# Work to be completed:
Extract the complete data exactly as given.

+++

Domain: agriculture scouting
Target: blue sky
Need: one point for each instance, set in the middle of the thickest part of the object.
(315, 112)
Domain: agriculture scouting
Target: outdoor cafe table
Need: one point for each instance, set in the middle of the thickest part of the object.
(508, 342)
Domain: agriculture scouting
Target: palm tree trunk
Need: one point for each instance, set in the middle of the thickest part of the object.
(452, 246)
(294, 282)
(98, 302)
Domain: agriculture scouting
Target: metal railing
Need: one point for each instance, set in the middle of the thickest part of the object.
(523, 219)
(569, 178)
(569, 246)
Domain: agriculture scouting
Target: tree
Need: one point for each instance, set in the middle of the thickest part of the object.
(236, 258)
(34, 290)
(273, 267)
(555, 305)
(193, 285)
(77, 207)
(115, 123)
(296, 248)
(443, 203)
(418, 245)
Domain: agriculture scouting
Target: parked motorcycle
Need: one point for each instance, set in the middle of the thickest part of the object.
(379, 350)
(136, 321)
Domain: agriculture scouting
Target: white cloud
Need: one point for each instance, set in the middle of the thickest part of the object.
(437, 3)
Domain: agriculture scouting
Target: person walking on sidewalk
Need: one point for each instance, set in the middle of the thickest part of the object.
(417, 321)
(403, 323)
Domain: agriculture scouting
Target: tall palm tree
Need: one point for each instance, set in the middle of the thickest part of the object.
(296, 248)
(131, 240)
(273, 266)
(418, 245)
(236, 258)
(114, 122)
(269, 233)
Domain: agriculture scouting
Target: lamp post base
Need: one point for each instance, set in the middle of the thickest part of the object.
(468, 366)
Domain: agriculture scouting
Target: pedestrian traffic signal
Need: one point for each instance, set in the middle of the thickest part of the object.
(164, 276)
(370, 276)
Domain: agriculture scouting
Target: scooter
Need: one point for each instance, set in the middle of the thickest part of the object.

+++

# Solution below:
Domain: agriculture scouting
Target: blue sky
Need: one point for each instance, set in the middle of the thickest part of the object.
(315, 112)
Domain: agriculture scouting
Target: outdoor cafe table
Need: one point for each instance, set in the middle of the thickest part of the object.
(508, 342)
Domain: agriculture scouting
Target: palm tree trunk
Need: one point for each instance, set in the middle of the thickest part of the object.
(452, 246)
(294, 282)
(98, 302)
Domain: agriculture scouting
Target: metal railing
Need: one point for each instance, set in the middle of the thickest part of the object.
(523, 219)
(569, 178)
(569, 246)
Domain: agriculture scouting
Target: tree
Need: one point for each instance, set in the middle of the thickest part of the object.
(236, 258)
(34, 290)
(273, 267)
(555, 305)
(193, 285)
(77, 207)
(115, 123)
(296, 248)
(443, 203)
(418, 245)
Domain: agriculture scouting
Target: parked motorcycle
Need: one point for each instance, set in the middle of the thickest part of the object.
(379, 350)
(136, 321)
Domain: agriculture scouting
Target: white cloud
Need: one point for each instance, set in the middle of the thickest part of the object.
(437, 3)
Domain: agriculture scouting
Target: person walking on sidewalk
Need: one point for each instance, set in the middle of the thickest part of the object.
(417, 321)
(403, 323)
Domain: agriculture scouting
Target: tall palm tree
Need: one point for each instance, set in the middle of the thickest part of the object.
(296, 248)
(131, 240)
(273, 266)
(418, 245)
(236, 258)
(114, 122)
(269, 233)
Domain: agriculture scouting
Target: lamp post base
Need: one point for each instance, set in the middle of the thickest part of the object.
(468, 366)
Domain: agriculture scouting
Target: pedestrian traffic signal
Need: one point for each instance, set in the middle of the thickest part of the object.
(164, 276)
(370, 276)
Domain: agriculture scouting
Target: scooter
Need: one point for each instance, set in the middle of the thickest part of the object.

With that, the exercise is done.